##### Source passage #####

# CO2 system thread sealant?



## DKRST (Jan 20, 2011)

What's a good thread sealant/thread locking compound to use in a pressurized CO2 system? 

I'm assembling a larger manifold from three small ones and regular pipe compound isn't working too well. Rather not use tape. Whatever GreenLeaf Aquariums uses on the original thread seals worked great, but I can't figure out what it is!

Any recommendations?


----------



## oldpunk78 (Nov 1, 2008)

Gla uses an epoxy. You can use red loctite on brass fittings if you want.


----------



## exv152 (Jun 8, 2009)

I personally like to use the teflon tape because I have brass fittings, and I don't want to round off the edges if I need to disassemble, but this works too.


----------



## Aquaticus (Jan 7, 2013)

I use Blue Monster thread sealant. Paint it on. Cheap. Works great. Specifically stated to work with carbon dioxide.


----------



## Bandit1200 (Dec 11, 2010)

Teflon tape on my fittings. 2 Years on the original parts/assembly and no leaks.


----------



## manlyfan76 (Jun 20, 2013)

##### Extracted records #####

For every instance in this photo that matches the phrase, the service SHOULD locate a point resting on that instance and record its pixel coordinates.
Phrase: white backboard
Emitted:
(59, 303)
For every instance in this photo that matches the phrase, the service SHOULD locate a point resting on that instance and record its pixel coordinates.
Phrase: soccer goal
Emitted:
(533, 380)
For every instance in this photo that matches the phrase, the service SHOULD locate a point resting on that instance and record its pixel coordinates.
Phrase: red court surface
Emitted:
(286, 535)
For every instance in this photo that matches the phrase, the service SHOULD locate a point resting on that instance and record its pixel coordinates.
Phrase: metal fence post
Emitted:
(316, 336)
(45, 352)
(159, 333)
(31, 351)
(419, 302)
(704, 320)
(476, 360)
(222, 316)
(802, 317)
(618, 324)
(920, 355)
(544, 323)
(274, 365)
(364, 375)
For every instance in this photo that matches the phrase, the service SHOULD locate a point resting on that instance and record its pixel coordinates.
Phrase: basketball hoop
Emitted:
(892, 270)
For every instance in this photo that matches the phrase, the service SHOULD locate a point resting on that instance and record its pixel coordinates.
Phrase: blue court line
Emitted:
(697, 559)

#####
##### Extracted records #####

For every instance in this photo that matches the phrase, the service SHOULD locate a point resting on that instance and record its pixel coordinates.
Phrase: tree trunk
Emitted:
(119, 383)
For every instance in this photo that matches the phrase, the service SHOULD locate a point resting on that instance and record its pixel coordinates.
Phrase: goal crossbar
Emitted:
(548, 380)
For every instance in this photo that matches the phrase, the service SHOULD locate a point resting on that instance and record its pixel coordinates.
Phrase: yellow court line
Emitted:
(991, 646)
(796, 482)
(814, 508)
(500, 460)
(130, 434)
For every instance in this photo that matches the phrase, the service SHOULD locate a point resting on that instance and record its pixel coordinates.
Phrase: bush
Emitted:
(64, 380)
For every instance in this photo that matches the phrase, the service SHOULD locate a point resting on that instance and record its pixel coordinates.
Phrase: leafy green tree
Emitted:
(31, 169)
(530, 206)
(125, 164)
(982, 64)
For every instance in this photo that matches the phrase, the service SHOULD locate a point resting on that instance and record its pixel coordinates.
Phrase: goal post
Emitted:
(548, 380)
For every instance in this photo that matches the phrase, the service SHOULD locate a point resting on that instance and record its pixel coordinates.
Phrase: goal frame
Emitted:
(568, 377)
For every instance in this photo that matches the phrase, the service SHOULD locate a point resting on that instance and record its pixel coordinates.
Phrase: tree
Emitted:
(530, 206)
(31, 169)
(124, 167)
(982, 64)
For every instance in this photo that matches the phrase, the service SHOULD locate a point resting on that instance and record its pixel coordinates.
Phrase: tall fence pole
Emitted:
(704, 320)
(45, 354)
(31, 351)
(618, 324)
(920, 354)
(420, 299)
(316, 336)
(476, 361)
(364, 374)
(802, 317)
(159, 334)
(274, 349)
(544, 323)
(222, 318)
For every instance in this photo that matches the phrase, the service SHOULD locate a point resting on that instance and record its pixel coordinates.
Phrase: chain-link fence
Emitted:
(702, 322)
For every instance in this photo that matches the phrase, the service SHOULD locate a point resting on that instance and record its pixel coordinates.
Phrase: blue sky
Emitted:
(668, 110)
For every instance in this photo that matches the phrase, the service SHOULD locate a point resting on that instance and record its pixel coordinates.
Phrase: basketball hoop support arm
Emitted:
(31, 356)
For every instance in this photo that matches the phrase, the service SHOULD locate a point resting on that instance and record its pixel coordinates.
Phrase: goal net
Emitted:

#####

Written exercise 1 ->
In the forum thread on CO2 system thread sealant, which product does Aquaticus use?
Written exercise 2 ->
Extend the forum thread on CO2 system thread sealant, picking up right after its last line.

Expected answer 1 ->
Blue Monster thread sealant.

Expected answer 2 ->
yellow teflon tape for gas.


----------



## DKRST (Jan 20, 2011)

Thanks to all who replied.
I'll try the loctite, I already have some of the blue. The tape works well, but I can't always align the fittings exactly how I want them w/o leaks.



Aquaticus said:


> I use Blue Monster thread sealant. Paint it on. Cheap. Works great. Specifically stated to work with carbon dioxide.


THAT's what I'm looking for for a different plumbing project, thanks! I used that years ago, but couldn't remember the name. It's great stuff for other plumbing applications too. Might try it for this project as well.



manlyfan76 said:


> yellow teflon tape for gas.


Good to know!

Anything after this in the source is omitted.